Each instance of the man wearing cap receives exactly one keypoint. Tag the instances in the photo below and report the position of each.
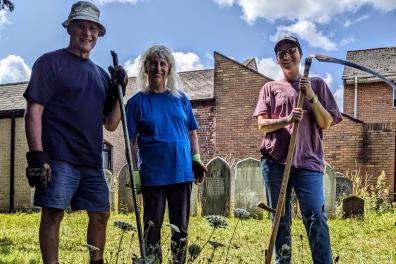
(69, 100)
(275, 114)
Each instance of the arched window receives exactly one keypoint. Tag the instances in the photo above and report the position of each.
(106, 156)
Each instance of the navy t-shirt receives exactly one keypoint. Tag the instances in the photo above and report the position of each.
(73, 92)
(162, 124)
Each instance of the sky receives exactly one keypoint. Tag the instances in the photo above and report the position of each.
(194, 29)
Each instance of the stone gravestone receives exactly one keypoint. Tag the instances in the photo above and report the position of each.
(194, 211)
(353, 206)
(216, 189)
(329, 189)
(112, 183)
(343, 187)
(249, 187)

→ **Your task**: Restate, word for word, the final stretch of the entries above: the line containing "Each instance of the sky" and every line after it, up to and including the last.

→ **Reply to the exercise**:
Each instance of the sky receives exactly one keypoint. Tag the instances in the photo above and report the position of each.
(194, 29)
Each instance of the stone gravestone receives exactly one keypoint. Tag the instances in the photo above and report the position of each.
(194, 211)
(353, 206)
(216, 189)
(329, 189)
(112, 183)
(343, 187)
(249, 187)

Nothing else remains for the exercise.